§ GIVEN TEXT
:::::

Knowing that our IUI will be sometime late next week (probably thursday or friday) is making me so nervous and anxious. I have a million and one questions but can’t find any answers for them. I’m reading all the blogs and forums and not a single answer will help me. My first problem is everyone is way older than me, as in the youngest people in the groups are 27. The second problem is I can’t find a single story/ group whatever about same sex couples going through this. And my last problem is everyone is on medication for their IUIs.
We were given the choice to be on medication (to help pinpoint timing) this cycle but I said no. Partly because it increases your chances of multiples (which we have no problem with but it already runs in my family) and partly because of the side effects. I just turned 23 years old. All my tests came back perfect and my doctors even said we shouldn’t have a problem, but I still have all this doubt in my mind. Never in a million years did I think it would be this hard to get pregnant but I also never saw myself getting married and wanting to start a family so much.

:::::

[Dataset records]
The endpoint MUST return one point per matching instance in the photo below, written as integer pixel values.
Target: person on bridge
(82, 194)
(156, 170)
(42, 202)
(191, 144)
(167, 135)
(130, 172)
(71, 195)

:::::

§ SET OF TASKS
**a)** Answer these questions from the IUI post:
(i) How old is the writer?
(ii) How old are the youngest people in the groups the writer has found?
(iii) On which days is the IUI likely to take place?
**b)** Swap "doctors" for "physicians" in the passage of the IUI post between "We were given" and "family so much.", inclusive, and give that passage.
**c)** Extend the IUI post from where it stops.

§ YOUR WRITTEN ANSWERS
**a)**
(i) 23 years old.
(ii) 27.
(iii) Probably Thursday or Friday of late next week.

**b)**
We were given the choice to be on medication (to help pinpoint timing) this cycle but I said no. Partly because it increases your chances of multiples (which we have no problem with but it already runs in my family) and partly because of the side effects. I just turned 23 years old. All my tests came back perfect and my physicians even said we shouldn’t have a problem, but I still have all this doubt in my mind. Never in a million years did I think it would be this hard to get pregnant but I also never saw myself getting married and wanting to start a family so much.

**c)**
At this point we still have not told many people about us trying (sorry guys). We’re still keeping it under wraps and not wanting to get anyone else’s hopes up. I just wish I had more answers or more statistics of what our chances would be like but there is NOTHING out there for women in our situation. So in the meantime I just going to wait out these next few days (read: weeks) and hope by the end of this month we will know if we’ll be adding a new family member to the Rivers clan.